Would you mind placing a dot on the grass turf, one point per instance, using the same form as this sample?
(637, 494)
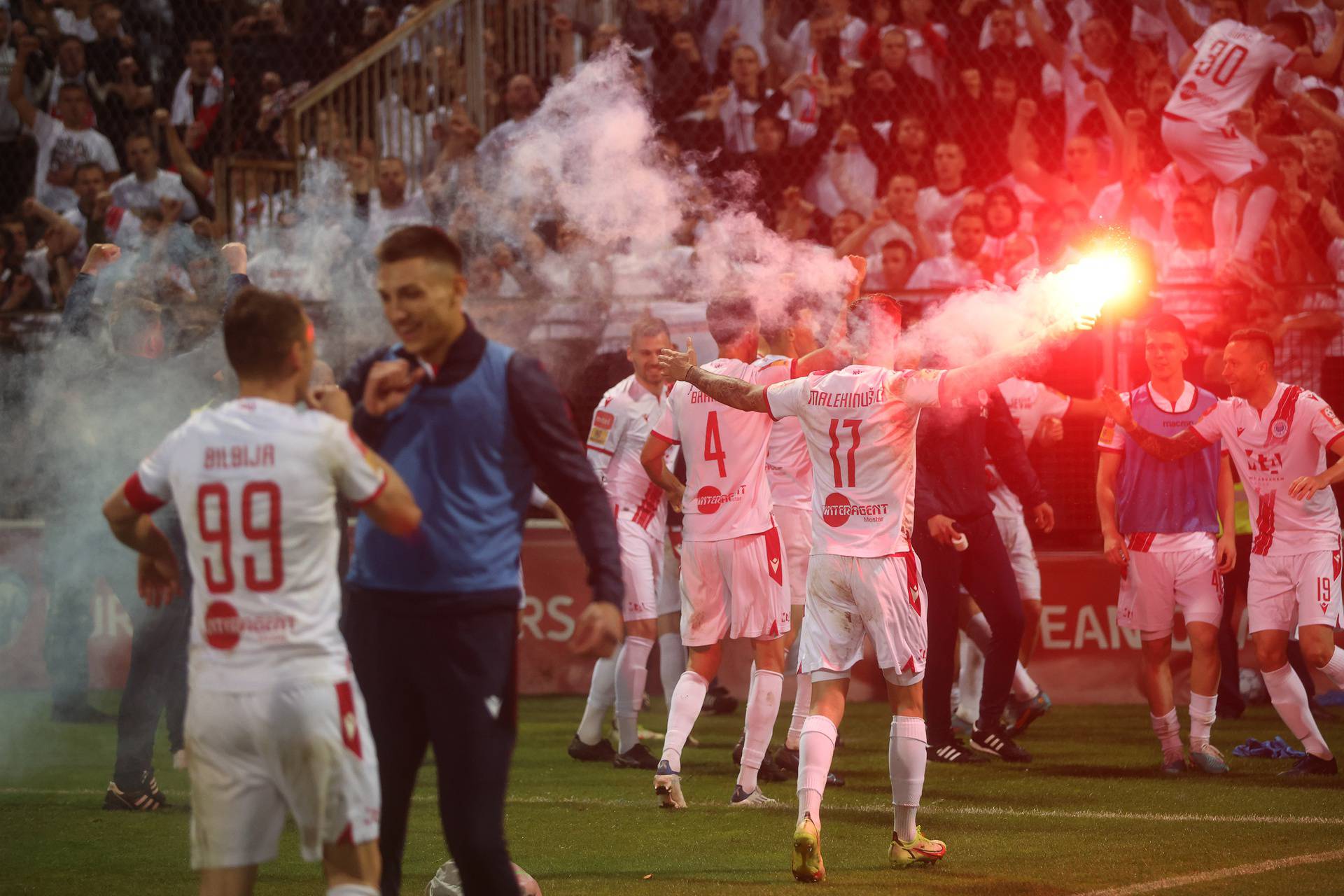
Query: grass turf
(1091, 813)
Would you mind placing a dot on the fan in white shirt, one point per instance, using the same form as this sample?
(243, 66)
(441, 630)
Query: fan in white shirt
(1277, 435)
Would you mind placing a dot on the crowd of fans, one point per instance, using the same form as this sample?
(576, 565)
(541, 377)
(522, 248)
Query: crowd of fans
(952, 143)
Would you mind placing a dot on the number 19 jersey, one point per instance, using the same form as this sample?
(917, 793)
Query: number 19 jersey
(727, 493)
(255, 486)
(860, 428)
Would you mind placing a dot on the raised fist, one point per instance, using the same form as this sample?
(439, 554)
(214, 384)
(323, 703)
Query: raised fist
(100, 255)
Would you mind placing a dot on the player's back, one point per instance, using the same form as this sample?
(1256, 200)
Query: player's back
(255, 485)
(860, 428)
(726, 492)
(1230, 62)
(787, 464)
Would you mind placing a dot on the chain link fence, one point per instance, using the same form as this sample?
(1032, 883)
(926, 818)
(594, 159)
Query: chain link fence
(863, 127)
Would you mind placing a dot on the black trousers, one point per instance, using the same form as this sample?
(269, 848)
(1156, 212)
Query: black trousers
(156, 681)
(987, 574)
(451, 681)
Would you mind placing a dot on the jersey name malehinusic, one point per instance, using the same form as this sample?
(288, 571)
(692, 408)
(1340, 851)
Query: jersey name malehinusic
(860, 428)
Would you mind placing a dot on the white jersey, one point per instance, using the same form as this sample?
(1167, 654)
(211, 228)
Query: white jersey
(1028, 403)
(1230, 62)
(255, 484)
(622, 426)
(1272, 450)
(726, 489)
(860, 428)
(787, 463)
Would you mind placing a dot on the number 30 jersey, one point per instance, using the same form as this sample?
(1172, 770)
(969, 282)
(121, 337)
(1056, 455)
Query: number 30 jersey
(727, 493)
(860, 428)
(1230, 62)
(255, 484)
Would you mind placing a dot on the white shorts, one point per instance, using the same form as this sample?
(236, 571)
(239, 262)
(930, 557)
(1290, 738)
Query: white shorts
(879, 597)
(796, 532)
(641, 570)
(1022, 555)
(1294, 590)
(304, 747)
(670, 587)
(1198, 150)
(734, 589)
(1156, 583)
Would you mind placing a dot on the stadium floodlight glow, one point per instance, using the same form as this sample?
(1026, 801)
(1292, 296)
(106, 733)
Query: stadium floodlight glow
(1098, 279)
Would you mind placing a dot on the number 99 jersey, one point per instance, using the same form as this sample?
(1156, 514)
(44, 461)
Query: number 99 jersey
(860, 428)
(255, 484)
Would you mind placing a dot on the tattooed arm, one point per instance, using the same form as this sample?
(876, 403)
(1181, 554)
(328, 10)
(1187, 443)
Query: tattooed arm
(1164, 449)
(727, 390)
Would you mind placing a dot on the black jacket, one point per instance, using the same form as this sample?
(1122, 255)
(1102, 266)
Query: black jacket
(951, 450)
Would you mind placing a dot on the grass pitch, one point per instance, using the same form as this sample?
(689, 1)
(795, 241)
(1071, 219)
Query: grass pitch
(1092, 813)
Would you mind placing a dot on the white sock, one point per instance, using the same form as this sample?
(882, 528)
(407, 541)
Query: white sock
(1202, 713)
(671, 663)
(1334, 669)
(972, 666)
(1289, 699)
(762, 710)
(907, 752)
(687, 701)
(1023, 685)
(632, 671)
(1168, 734)
(1225, 220)
(802, 710)
(1254, 216)
(601, 696)
(816, 748)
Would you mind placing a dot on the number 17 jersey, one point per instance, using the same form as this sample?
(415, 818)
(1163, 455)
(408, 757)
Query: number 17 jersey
(860, 428)
(255, 486)
(727, 493)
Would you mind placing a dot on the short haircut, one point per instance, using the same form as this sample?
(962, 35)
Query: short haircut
(729, 318)
(864, 314)
(1256, 337)
(260, 331)
(1294, 22)
(647, 326)
(420, 241)
(1166, 324)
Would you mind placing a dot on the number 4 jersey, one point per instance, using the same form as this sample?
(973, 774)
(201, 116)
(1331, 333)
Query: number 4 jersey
(860, 428)
(255, 484)
(727, 493)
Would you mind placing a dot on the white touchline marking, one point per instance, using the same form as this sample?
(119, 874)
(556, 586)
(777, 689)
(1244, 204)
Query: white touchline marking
(1206, 876)
(933, 809)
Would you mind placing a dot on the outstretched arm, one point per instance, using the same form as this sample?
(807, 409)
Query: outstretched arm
(1160, 447)
(996, 367)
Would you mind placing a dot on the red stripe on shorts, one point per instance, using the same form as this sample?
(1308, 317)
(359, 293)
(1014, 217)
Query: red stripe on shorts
(1265, 526)
(349, 720)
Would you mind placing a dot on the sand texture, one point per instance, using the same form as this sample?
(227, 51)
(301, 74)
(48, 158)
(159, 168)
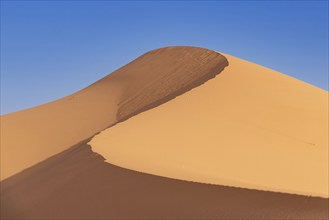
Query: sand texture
(249, 127)
(148, 81)
(178, 133)
(78, 184)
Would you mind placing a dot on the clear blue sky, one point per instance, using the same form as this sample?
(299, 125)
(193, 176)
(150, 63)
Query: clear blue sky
(50, 49)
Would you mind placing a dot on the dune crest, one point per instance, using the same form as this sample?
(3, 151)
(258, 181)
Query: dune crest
(35, 134)
(250, 127)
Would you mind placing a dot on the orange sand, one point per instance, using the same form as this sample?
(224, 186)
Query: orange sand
(249, 127)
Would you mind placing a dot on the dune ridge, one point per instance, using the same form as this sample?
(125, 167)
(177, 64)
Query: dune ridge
(146, 82)
(249, 127)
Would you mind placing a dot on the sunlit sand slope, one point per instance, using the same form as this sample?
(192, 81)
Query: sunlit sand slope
(249, 127)
(32, 135)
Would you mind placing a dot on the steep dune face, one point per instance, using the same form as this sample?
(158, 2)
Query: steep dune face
(32, 135)
(249, 127)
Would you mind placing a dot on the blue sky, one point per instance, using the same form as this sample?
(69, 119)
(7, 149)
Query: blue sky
(50, 49)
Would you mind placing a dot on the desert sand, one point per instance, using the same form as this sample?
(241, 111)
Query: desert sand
(191, 114)
(48, 129)
(250, 127)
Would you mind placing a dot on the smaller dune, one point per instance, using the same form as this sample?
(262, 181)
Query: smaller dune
(249, 127)
(33, 135)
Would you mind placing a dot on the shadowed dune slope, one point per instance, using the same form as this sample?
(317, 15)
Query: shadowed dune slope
(32, 135)
(78, 184)
(250, 127)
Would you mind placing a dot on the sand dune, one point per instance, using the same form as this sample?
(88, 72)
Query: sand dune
(78, 184)
(150, 80)
(249, 127)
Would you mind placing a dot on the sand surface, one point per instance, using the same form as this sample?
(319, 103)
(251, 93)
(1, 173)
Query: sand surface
(78, 184)
(33, 135)
(249, 127)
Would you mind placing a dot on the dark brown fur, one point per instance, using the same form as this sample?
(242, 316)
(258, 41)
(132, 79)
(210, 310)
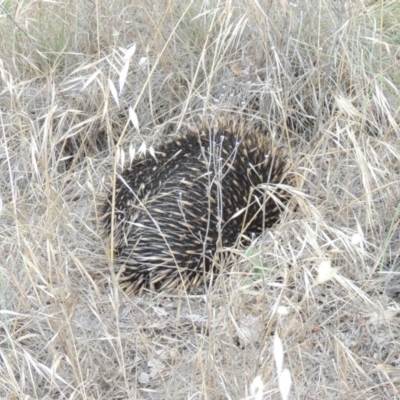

◆ ◆ ◆ ◆ ◆

Task directions:
Recast every line of the listing above as a Markdown table with two columns, Row for the row number and Line for the line, skipping any blank lines. Leave the pictures out of the table.

Result of the task:
| Row | Line |
|---|---|
| 1 | Would you mind placing a dot on the grass turf, one point per instance, using the same form as this sample? |
| 2 | (637, 494) |
| 3 | Query: grass turf |
| 4 | (1091, 813) |
| 5 | Would you mind placing a dot on the fan in white shirt, one point per instance, using the same form as this sample? |
| 6 | (243, 66) |
| 7 | (441, 630) |
| 8 | Query: fan in white shirt |
| 9 | (1277, 435) |
| 10 | Would you mind placing a dot on the crowd of fans, one point per instance, using the same form as this sample? |
| 11 | (576, 565) |
| 12 | (541, 377) |
| 13 | (522, 248) |
| 14 | Query: crowd of fans |
| 15 | (952, 143) |
| 16 | Would you mind placing a dot on the number 19 jersey, one point per instance, using the same form as this sample? |
| 17 | (917, 793) |
| 18 | Query: number 19 jersey |
| 19 | (727, 493) |
| 20 | (255, 486) |
| 21 | (860, 428) |
| 22 | Would you mind placing a dot on the raised fist, one point per instance, using the same form as this sample? |
| 23 | (439, 554) |
| 24 | (214, 384) |
| 25 | (323, 703) |
| 26 | Query: raised fist |
| 27 | (100, 255) |
| 28 | Would you mind placing a dot on the player's back, one point per instance, using the same form as this sample? |
| 29 | (1256, 200) |
| 30 | Query: player's back |
| 31 | (255, 485) |
| 32 | (860, 428) |
| 33 | (726, 492) |
| 34 | (1230, 62) |
| 35 | (787, 464) |
| 36 | Would you mind placing a dot on the chain link fence, one point per instance, using the same form as this sample? |
| 37 | (1032, 883) |
| 38 | (926, 818) |
| 39 | (594, 159) |
| 40 | Query: chain link fence |
| 41 | (863, 127) |
| 42 | Would you mind placing a dot on the black trousers, one point per instance, using the same form as this sample? |
| 43 | (269, 848) |
| 44 | (1156, 212) |
| 45 | Query: black trousers |
| 46 | (156, 681) |
| 47 | (987, 574) |
| 48 | (451, 681) |
| 49 | Would you mind placing a dot on the jersey name malehinusic, one point per instance, using the same form as this sample? |
| 50 | (288, 571) |
| 51 | (692, 408) |
| 52 | (1340, 851) |
| 53 | Query: jersey name malehinusic |
| 54 | (860, 428) |
| 55 | Would you mind placing a dot on the white jersey, one point per instance, using the same form as this sample? |
| 56 | (1167, 654) |
| 57 | (211, 228) |
| 58 | Query: white jersey |
| 59 | (1028, 403) |
| 60 | (1230, 62) |
| 61 | (255, 484) |
| 62 | (622, 426) |
| 63 | (1272, 450) |
| 64 | (726, 489) |
| 65 | (860, 428) |
| 66 | (787, 463) |
| 67 | Would you mind placing a dot on the number 30 jersey, one point per instance, using the same form as this sample? |
| 68 | (1172, 770) |
| 69 | (969, 282) |
| 70 | (121, 337) |
| 71 | (1056, 455) |
| 72 | Query: number 30 jersey |
| 73 | (727, 493) |
| 74 | (860, 428) |
| 75 | (1230, 62) |
| 76 | (255, 484) |
| 77 | Would you mind placing a dot on the white shorts, one point per instance, using the same form as this sample? |
| 78 | (236, 571) |
| 79 | (239, 262) |
| 80 | (930, 557) |
| 81 | (1290, 738) |
| 82 | Query: white shorts |
| 83 | (879, 597) |
| 84 | (796, 532) |
| 85 | (641, 570) |
| 86 | (1022, 555) |
| 87 | (1294, 590) |
| 88 | (304, 747) |
| 89 | (670, 587) |
| 90 | (1198, 150) |
| 91 | (734, 589) |
| 92 | (1156, 583) |
| 93 | Would you mind placing a dot on the stadium floodlight glow, one point per instance, using the same form as this sample? |
| 94 | (1026, 801) |
| 95 | (1292, 296) |
| 96 | (106, 733) |
| 97 | Query: stadium floodlight glow |
| 98 | (1098, 279) |
| 99 | Would you mind placing a dot on the number 99 jersey, one point per instance, using the same form as this sample? |
| 100 | (1156, 514) |
| 101 | (44, 461) |
| 102 | Query: number 99 jersey |
| 103 | (860, 428) |
| 104 | (255, 484) |
| 105 | Would you mind placing a dot on the tattooed arm, one point per instance, using the same form as this sample? |
| 106 | (876, 403) |
| 107 | (1181, 554) |
| 108 | (328, 10) |
| 109 | (1187, 443) |
| 110 | Query: tattooed arm |
| 111 | (1164, 449) |
| 112 | (727, 390) |
| 113 | Would you mind placing a dot on the black jacket, one point per instance, using the same form as this sample? |
| 114 | (1122, 255) |
| 115 | (1102, 266) |
| 116 | Query: black jacket |
| 117 | (951, 450) |
| 118 | Would you mind placing a dot on the grass pitch, one point per instance, using the same form as this sample? |
| 119 | (689, 1) |
| 120 | (795, 241) |
| 121 | (1071, 219) |
| 122 | Query: grass pitch |
| 123 | (1092, 813) |
| 124 | Would you mind placing a dot on the white sock, one point per instance, using the same form as this sample? |
| 125 | (882, 528) |
| 126 | (407, 541) |
| 127 | Query: white sock |
| 128 | (1202, 713) |
| 129 | (671, 663) |
| 130 | (1334, 669) |
| 131 | (972, 666) |
| 132 | (1289, 699) |
| 133 | (762, 710) |
| 134 | (907, 752) |
| 135 | (687, 701) |
| 136 | (1023, 685) |
| 137 | (632, 671) |
| 138 | (1168, 734) |
| 139 | (1225, 220) |
| 140 | (802, 710) |
| 141 | (1254, 216) |
| 142 | (601, 696) |
| 143 | (816, 748) |
| 144 | Would you mind placing a dot on the number 17 jersey, one point per instance, using the same form as this sample? |
| 145 | (415, 818) |
| 146 | (1163, 455) |
| 147 | (408, 757) |
| 148 | Query: number 17 jersey |
| 149 | (860, 428) |
| 150 | (255, 486) |
| 151 | (727, 493) |
| 152 | Would you mind placing a dot on the short haircut, one point per instance, using the same form as this sample? |
| 153 | (962, 35) |
| 154 | Query: short haircut |
| 155 | (729, 318) |
| 156 | (864, 314) |
| 157 | (1256, 337) |
| 158 | (260, 331) |
| 159 | (1294, 22) |
| 160 | (647, 326) |
| 161 | (420, 241) |
| 162 | (1166, 324) |
| 163 | Would you mind placing a dot on the number 4 jersey, one point per instance, using the same form as this sample? |
| 164 | (973, 774) |
| 165 | (201, 116) |
| 166 | (1331, 333) |
| 167 | Query: number 4 jersey |
| 168 | (860, 428) |
| 169 | (255, 484) |
| 170 | (727, 493) |
| 171 | Would you mind placing a dot on the white touchline marking, one point per instance, using the same form as this sample? |
| 172 | (119, 874) |
| 173 | (556, 586) |
| 174 | (777, 689) |
| 175 | (1244, 204) |
| 176 | Query: white touchline marking |
| 177 | (1206, 876) |
| 178 | (933, 809) |
| 179 | Would you mind placing a dot on the outstretched arm, one point per instance, using the same form as this sample? |
| 180 | (807, 409) |
| 181 | Query: outstretched arm |
| 182 | (1160, 447) |
| 183 | (996, 367) |
| 184 | Would you mind placing a dot on the red stripe on shorts, one point per instance, using the same form as this sample? |
| 185 | (1308, 317) |
| 186 | (359, 293) |
| 187 | (1014, 217) |
| 188 | Query: red stripe on shorts |
| 189 | (1265, 526) |
| 190 | (349, 720) |
| 191 | Would you mind placing a dot on the sand texture, one point per instance, using the same form as this sample? |
| 192 | (227, 51) |
| 193 | (301, 74) |
| 194 | (48, 158) |
| 195 | (159, 168) |
| 196 | Query: sand texture |
| 197 | (249, 127) |
| 198 | (148, 81) |
| 199 | (178, 133) |
| 200 | (78, 184) |
| 201 | Would you mind placing a dot on the clear blue sky, one point per instance, using the same form as this sample? |
| 202 | (299, 125) |
| 203 | (193, 176) |
| 204 | (150, 63) |
| 205 | Query: clear blue sky |
| 206 | (50, 49) |
| 207 | Would you mind placing a dot on the dune crest, one point per instance, using the same form as this sample? |
| 208 | (3, 151) |
| 209 | (258, 181) |
| 210 | Query: dune crest |
| 211 | (35, 134) |
| 212 | (250, 127) |
| 213 | Would you mind placing a dot on the orange sand, one point per instance, using the same form as this sample? |
| 214 | (224, 186) |
| 215 | Query: orange sand |
| 216 | (249, 127) |
| 217 | Would you mind placing a dot on the dune ridge, one point per instance, using the same form as this sample? |
| 218 | (125, 167) |
| 219 | (177, 64) |
| 220 | Query: dune ridge |
| 221 | (146, 82) |
| 222 | (249, 127) |
| 223 | Would you mind placing a dot on the sunlit sand slope, one point per instance, using the same form as this sample? |
| 224 | (192, 81) |
| 225 | Query: sunlit sand slope |
| 226 | (249, 127) |
| 227 | (32, 135) |
| 228 | Would you mind placing a dot on the steep dune face, one point per instance, using the same form as this sample? |
| 229 | (158, 2) |
| 230 | Query: steep dune face |
| 231 | (32, 135) |
| 232 | (249, 127) |
| 233 | Would you mind placing a dot on the blue sky, one point per instance, using the same form as this sample? |
| 234 | (69, 119) |
| 235 | (7, 149) |
| 236 | Query: blue sky |
| 237 | (50, 49) |
| 238 | Would you mind placing a dot on the desert sand, one point per instance, using the same form as this sample? |
| 239 | (241, 111) |
| 240 | Query: desert sand |
| 241 | (191, 114) |
| 242 | (48, 129) |
| 243 | (250, 127) |
| 244 | Would you mind placing a dot on the smaller dune, one point per instance, using the same form as this sample? |
| 245 | (262, 181) |
| 246 | Query: smaller dune |
| 247 | (249, 127) |
| 248 | (33, 135) |
| 249 | Would you mind placing a dot on the shadowed dune slope, one point per instance, using the same form as this sample? |
| 250 | (317, 15) |
| 251 | Query: shadowed dune slope |
| 252 | (32, 135) |
| 253 | (78, 184) |
| 254 | (250, 127) |
| 255 | Would you mind placing a dot on the sand dune, one point per instance, using the same form as this sample? |
| 256 | (88, 72) |
| 257 | Query: sand dune |
| 258 | (78, 184) |
| 259 | (150, 80) |
| 260 | (249, 127) |
| 261 | Would you mind placing a dot on the sand surface, one point per instance, using the same form as this sample? |
| 262 | (319, 103) |
| 263 | (251, 93) |
| 264 | (1, 173) |
| 265 | Query: sand surface |
| 266 | (78, 184) |
| 267 | (33, 135) |
| 268 | (249, 127) |
| 269 | Would you mind placing a dot on the dark brown fur, one point per instance, using the same form as this sample? |
| 270 | (242, 316) |
| 271 | (258, 41) |
| 272 | (132, 79) |
| 273 | (210, 310) |